Emsal Mahkeme Kararı İstanbul 2. Asliye Ticaret Mahkemesi 2021/533 E. 2022/929 K. 30.12.2022 T.

Görüntülediğiniz mahkeme kararı henüz kesinleşmemiştir. Yararlı olması amacıyla eklenmiştir.

T.C.
İSTANBUL
2. ASLİYE TİCARET MAHKEMESİ

ESAS NO : 2021/533
KARAR NO : 2022/929

DAVA : Müdür Atanması, Fesih, Çıkma
DAVA TARİHİ : 11/08/2021
KARAR TARİHİ : 30/12/2022

Mahkememizde görülmekte olan ve terditli olarak açılan asıl davada yapılan inceleme sonucunda;
GEREĞİ DÜŞÜNÜLDÜ:
Asıl davada davacı vekili dava dilekçesi ile müvekkilinin ortağı olduğu …Tic. Ltd. Şti.’ne müvekkil …’nün tedbiren temsil ve yönetim kayyımı tayinine, bu talebin kabul görmemesi halinde mahkemece re’sen seçilecek kişinin tedbiren temsil ve yönetim kayyımı tayinine, “neticeten şirkete temsil ve yönetim kayyımı tayinine, kayyım tarafından şirkete müdür atanması, toplantı günü belirlenmesi ve bu toplantıda şirkete müdür atanması halinde görevinin sonlanmasına”, lakin atanamaması halinde şirket ortağı …’nun TTK 636 vd. maddeler kapsamında ortaklıktan çıkarılması; kabul edilebilir çözüm olması halinde ortaklıktan çıkarılmasına karar verilmesini, aksi halde şirketin feshine karar verilmesini talep etmiştir.

--*--

Yönerge 1 →
Mahkeme kararına göre şu soruları yanıtlayın:
(a) Dava hangi tarihte açılmıştır?
(b) Davacı vekili, şirket ortağının ortaklıktan çıkarılmasını hangi kanun maddeleri kapsamında istemiştir?
(c) Kararın kesinleşme durumu hakkında ne belirtilmiştir?
Metin ile kayıtlar arasında herhangi bir bağlantı yoktur.

Görev verileri →
--*--

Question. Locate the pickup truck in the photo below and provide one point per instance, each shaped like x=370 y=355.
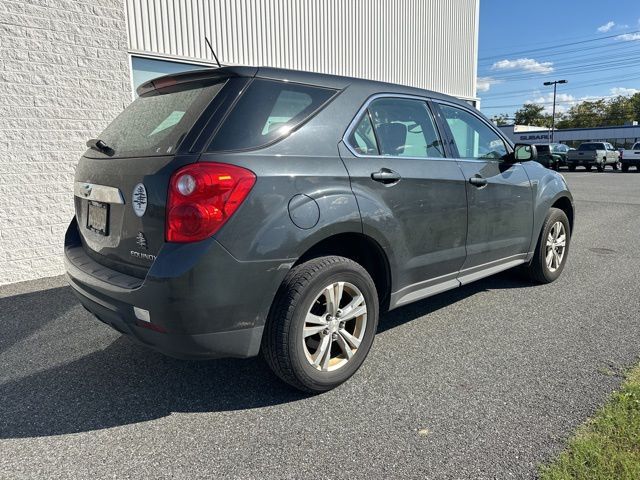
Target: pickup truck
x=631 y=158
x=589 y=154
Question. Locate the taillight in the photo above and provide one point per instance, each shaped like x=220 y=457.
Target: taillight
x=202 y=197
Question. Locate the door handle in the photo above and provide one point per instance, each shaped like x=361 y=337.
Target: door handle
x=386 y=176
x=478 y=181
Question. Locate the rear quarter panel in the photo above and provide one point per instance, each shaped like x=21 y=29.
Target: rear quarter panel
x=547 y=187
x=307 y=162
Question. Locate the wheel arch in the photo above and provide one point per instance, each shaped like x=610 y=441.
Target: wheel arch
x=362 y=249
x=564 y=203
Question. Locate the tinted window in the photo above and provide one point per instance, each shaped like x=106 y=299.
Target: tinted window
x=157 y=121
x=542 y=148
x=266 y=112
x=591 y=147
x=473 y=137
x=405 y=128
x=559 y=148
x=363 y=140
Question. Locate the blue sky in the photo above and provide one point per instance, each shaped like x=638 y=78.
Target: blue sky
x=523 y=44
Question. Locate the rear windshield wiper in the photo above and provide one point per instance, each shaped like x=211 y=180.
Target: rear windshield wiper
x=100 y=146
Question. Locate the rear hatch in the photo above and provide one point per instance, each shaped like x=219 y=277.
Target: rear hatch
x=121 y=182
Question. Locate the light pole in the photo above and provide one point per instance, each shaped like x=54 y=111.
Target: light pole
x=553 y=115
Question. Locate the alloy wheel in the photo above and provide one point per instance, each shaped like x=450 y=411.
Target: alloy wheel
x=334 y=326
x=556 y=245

--*--

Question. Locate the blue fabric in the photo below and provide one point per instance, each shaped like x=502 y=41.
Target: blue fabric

--*--

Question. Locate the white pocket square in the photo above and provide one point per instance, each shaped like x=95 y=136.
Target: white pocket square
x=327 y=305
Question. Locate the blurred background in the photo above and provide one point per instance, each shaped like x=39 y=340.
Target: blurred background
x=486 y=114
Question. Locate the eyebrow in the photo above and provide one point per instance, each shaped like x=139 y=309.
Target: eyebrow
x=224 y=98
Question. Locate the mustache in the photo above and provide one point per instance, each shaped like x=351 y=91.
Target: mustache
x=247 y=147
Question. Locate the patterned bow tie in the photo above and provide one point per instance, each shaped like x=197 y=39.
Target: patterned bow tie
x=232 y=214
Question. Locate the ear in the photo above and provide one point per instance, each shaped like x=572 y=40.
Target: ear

--*--

Yönerge 2 → Kayıtlarda "Question. Locate the eyebrow" ifadesini içeren satırla açılıp "x=247 y=147" ifadesini içeren satırla kapanan bölümü, "mustache" yerine "beard" koyarak ve gerisini hiç değiştirmeden yeniden yazın. Yalnızca bu satırları verin.

Yanıt 1 →
(a) 11/08/2021
(b) TTK 636 vd. maddeler
(c) Karar henüz kesinleşmemiştir.

Yanıt 2 →
Question. Locate the eyebrow in the photo above and provide one point per instance, each shaped like x=139 y=309.
Target: eyebrow
x=224 y=98
Question. Locate the beard in the photo above and provide one point per instance, each shaped like x=351 y=91.
Target: beard
x=247 y=147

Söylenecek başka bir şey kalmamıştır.